Segment Start: Data supplied

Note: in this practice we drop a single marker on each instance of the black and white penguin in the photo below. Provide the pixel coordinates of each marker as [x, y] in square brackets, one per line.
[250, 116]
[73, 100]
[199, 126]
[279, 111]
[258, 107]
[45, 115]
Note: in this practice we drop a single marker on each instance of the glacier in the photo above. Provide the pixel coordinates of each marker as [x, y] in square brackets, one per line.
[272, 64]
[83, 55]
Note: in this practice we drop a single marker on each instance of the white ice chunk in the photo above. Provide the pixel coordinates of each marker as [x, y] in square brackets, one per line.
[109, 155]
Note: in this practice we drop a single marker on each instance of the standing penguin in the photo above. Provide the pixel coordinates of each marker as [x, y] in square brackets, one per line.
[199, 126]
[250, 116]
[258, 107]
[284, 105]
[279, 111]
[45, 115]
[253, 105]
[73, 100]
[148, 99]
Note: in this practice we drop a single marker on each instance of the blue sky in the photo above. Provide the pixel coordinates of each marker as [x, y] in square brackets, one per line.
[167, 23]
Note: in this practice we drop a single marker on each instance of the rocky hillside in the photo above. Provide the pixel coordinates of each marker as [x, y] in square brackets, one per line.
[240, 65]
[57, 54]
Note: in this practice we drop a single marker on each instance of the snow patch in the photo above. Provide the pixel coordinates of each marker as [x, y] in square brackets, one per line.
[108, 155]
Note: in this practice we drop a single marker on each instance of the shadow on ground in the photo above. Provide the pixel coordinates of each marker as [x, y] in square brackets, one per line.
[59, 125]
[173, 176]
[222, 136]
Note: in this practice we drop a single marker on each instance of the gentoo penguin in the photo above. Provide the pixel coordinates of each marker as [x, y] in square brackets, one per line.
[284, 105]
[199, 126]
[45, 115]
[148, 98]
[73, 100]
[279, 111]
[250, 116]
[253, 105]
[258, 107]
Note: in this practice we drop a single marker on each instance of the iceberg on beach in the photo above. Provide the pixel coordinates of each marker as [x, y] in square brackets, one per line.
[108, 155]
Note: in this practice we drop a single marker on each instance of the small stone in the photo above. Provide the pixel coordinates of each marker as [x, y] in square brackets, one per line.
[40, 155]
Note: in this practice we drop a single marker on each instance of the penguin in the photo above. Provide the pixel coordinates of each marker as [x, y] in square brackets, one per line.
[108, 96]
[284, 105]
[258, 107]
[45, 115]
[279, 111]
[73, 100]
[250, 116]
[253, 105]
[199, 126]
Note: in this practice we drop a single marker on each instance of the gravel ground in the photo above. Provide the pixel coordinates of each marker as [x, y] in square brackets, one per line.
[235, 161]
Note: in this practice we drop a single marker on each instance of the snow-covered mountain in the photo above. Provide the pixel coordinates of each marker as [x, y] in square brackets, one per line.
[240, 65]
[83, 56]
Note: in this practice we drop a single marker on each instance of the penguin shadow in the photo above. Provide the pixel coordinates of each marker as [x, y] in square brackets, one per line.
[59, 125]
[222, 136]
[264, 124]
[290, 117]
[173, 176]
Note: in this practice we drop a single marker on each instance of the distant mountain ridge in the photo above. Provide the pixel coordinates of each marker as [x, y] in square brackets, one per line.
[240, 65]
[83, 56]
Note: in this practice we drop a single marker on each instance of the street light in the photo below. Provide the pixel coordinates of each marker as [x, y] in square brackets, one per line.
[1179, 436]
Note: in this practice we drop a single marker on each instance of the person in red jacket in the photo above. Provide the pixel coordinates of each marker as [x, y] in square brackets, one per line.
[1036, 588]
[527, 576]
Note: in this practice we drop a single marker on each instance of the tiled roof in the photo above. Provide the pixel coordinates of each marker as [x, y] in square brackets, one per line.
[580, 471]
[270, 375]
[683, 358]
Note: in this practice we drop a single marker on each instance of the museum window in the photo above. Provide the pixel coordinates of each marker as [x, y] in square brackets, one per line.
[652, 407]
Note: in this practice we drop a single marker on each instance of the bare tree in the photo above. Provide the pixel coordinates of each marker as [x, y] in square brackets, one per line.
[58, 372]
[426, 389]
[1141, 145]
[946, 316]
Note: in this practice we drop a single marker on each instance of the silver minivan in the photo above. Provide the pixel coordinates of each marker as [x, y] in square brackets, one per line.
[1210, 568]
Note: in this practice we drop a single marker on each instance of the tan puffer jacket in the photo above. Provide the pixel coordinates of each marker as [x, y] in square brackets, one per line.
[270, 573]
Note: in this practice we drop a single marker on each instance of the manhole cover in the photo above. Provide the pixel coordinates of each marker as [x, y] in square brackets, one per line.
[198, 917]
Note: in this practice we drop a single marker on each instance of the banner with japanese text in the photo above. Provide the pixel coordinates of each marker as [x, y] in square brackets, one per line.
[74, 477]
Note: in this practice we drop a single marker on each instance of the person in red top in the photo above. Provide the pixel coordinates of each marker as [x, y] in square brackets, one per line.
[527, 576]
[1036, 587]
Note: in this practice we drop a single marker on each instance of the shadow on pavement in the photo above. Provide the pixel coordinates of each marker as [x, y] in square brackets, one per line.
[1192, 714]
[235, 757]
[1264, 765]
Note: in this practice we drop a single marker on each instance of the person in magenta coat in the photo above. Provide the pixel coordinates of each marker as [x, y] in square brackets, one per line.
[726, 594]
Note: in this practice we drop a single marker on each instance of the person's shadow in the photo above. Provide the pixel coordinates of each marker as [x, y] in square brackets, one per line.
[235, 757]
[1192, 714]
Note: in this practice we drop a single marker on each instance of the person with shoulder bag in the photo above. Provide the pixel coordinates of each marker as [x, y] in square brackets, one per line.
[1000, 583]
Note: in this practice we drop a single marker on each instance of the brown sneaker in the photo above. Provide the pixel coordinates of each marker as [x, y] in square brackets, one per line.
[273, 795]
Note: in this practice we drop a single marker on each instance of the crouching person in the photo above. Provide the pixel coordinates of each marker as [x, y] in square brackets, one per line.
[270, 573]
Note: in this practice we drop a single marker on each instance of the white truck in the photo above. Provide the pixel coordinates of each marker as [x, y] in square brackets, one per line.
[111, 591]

Segment End: Data supplied

** Task description **
Extract the full listing above without alteration.

** Expected answer **
Note: in this practice we drop a single marker on each instance of the black and white penguin in the photo below. Provide the pixel coordinates of each marker as [x, y] in square brackets, one per line.
[250, 116]
[73, 100]
[199, 126]
[279, 111]
[258, 107]
[45, 115]
Note: in this practice we drop a single marker on each instance of the glacier in the photo above. Provide the pixel coordinates of each marker as [x, y] in square brackets, one per line.
[272, 64]
[83, 55]
Note: in this practice we drop a single marker on each instance of the white ice chunk in the photo above. Provide the pixel coordinates of each marker as [x, y] in square brackets, one per line.
[109, 155]
Note: in this practice we drop a single marker on each instance of the standing penguin in the photo above. Provide the pixel coordinates of each marker as [x, y] in square brackets, one per line.
[199, 126]
[250, 116]
[258, 107]
[284, 105]
[279, 111]
[45, 115]
[253, 105]
[73, 100]
[148, 99]
Note: in this practice we drop a single marker on each instance of the blue sky in the photo above. Provide the pixel coordinates of each marker as [x, y] in square brackets, one per line.
[167, 23]
Note: in this practice we drop a single marker on each instance of the rocky hillside in the photo above. Provide the pixel coordinates of each marker as [x, y] in square brackets, one per line.
[240, 65]
[57, 54]
Note: in this practice we drop a single marker on each instance of the snow patch in the photo above. Provide the pixel coordinates of each marker as [x, y] in square brackets, one per line.
[108, 155]
Note: in this practice we drop a single marker on each instance of the shadow on ground in the photo above. Provide the pixel coordinates of each marker as [x, y] in square brackets, one per line.
[59, 125]
[173, 176]
[222, 136]
Note: in this practice we drop a single marker on each instance of the gentoo penguin in the photo above. Provide the pixel coordinates of each marker as [x, y] in square brackets, one per line.
[284, 105]
[199, 126]
[45, 115]
[148, 98]
[73, 100]
[279, 111]
[250, 116]
[253, 105]
[258, 107]
Note: in this practice we drop a single marker on each instance of the iceberg on beach in the photo above. Provide the pixel coordinates of each marker as [x, y] in square brackets, one per line.
[108, 155]
Note: in this practice we drop a single marker on each instance of the small stone in the photo above. Provide the pixel coordinates of each marker as [x, y] in square brackets, one per line.
[40, 155]
Note: in this practice we drop a single marker on each instance of the penguin in the photo above. Provide the pixel coordinates of each marker as [x, y] in square brackets, one per line.
[108, 96]
[284, 105]
[258, 107]
[45, 115]
[279, 111]
[73, 100]
[250, 116]
[253, 105]
[199, 126]
Note: in this practice we drop a single marker on each instance of the gravel ground in the photo above. Provide the pixel coordinates of each marker as [x, y] in square brackets, one per line.
[235, 161]
Note: in this practice we drop a single marker on each instance of the snow-covered mountain in the photo above. Provide the pixel coordinates of each marker as [x, y] in square brackets, one per line.
[240, 65]
[83, 56]
Note: in this practice we drop a single marker on each instance of the penguin shadow in the photo above. Provide the pixel coordinates of each marker as [x, y] in square brackets, one per line.
[59, 125]
[222, 136]
[264, 124]
[290, 117]
[173, 176]
Note: in this practice we drop a single marker on each instance of the distant mountain ridge in the photo above. Provide the pixel coordinates of each marker as [x, y] in square brackets, one per line.
[240, 65]
[83, 56]
Note: in this practice we drop a single marker on each instance of the street light in the photo below. Provide the pixel coordinates of each marker as [x, y] in square brackets, one per line.
[1179, 436]
Note: in this practice we drop a single marker on each instance of the person in red jacket in the photo above. Provide the pixel coordinates of each marker as [x, y] in square brackets, one per line.
[1036, 588]
[527, 576]
Note: in this practice we drop a single marker on each instance of the tiled roof in the photo above. Provide the pixel coordinates of each marker as [x, y] in square brackets, one per line.
[580, 471]
[270, 375]
[683, 358]
Note: in this practice we drop a single marker on each instance of the museum window in the photo above. Provide the pixel coordinates of each marker as [x, y] in square brackets, one per line.
[652, 407]
Note: in this practice we drop a single marker on each instance of the bare tree in the photo above. Provide the pixel coordinates of each marker as [x, y] in square brackets, one per line.
[58, 372]
[426, 389]
[1141, 145]
[946, 316]
Note: in this practice we drop a single marker on each instance of the silver minivan in the photo above. Provide the pixel coordinates of each marker as [x, y] in square brackets, one per line.
[1210, 568]
Note: in this practice we drop a single marker on each instance of the tan puffer jacket in the photo above. Provide the pixel coordinates of each marker as [x, y] in square brackets, one per line.
[270, 573]
Note: in this practice we drop a single marker on each instance of the manhole cover in the photo above. Provide the pixel coordinates of each marker as [x, y] in square brackets, one per line.
[198, 917]
Note: in this practice we drop a single marker on each instance of the banner with japanese text in the photo above. Provide the pixel coordinates of each marker as [x, y] in square brackets, one per line.
[74, 477]
Note: in this practice we drop a single marker on each instance of the person in red top in the photo above. Provide the pixel coordinates of each marker as [x, y] in square brackets, one per line.
[527, 576]
[1036, 587]
Note: in this practice we drop a single marker on each instance of the shadow on pavement in the photo above. Provide the pixel coordinates of each marker as [x, y] in square brackets, one per line.
[1192, 714]
[235, 757]
[1264, 765]
Note: in this practice we drop a single marker on each instance of the person in magenta coat in the photo above. Provide the pixel coordinates of each marker as [x, y] in square brackets, one per line.
[726, 594]
Note: in this practice we drop a single marker on each instance of the person's shadow in the photo above. Provide the pixel coordinates of each marker as [x, y] in square brackets, one per line.
[235, 757]
[1192, 714]
Note: in this practice we drop a single marker on each instance of the person with shoulder bag in the photo above. Provide the pixel coordinates of each marker as [x, y] in square brackets, one per line.
[1000, 583]
Note: in this practice we drop a single marker on each instance of the brown sneaker in the photo above. Provide the pixel coordinates of each marker as [x, y] in square brackets, one per line.
[273, 795]
Note: in this practice we drop a single marker on each instance of the crouching person in the photo above. Provide the pixel coordinates of each marker as [x, y] in square brackets, one per line.
[270, 573]
Note: in this practice we drop a single marker on each instance of the white truck in the photo above. Provide the pixel coordinates of each marker as [x, y] in square brackets, one per line.
[111, 591]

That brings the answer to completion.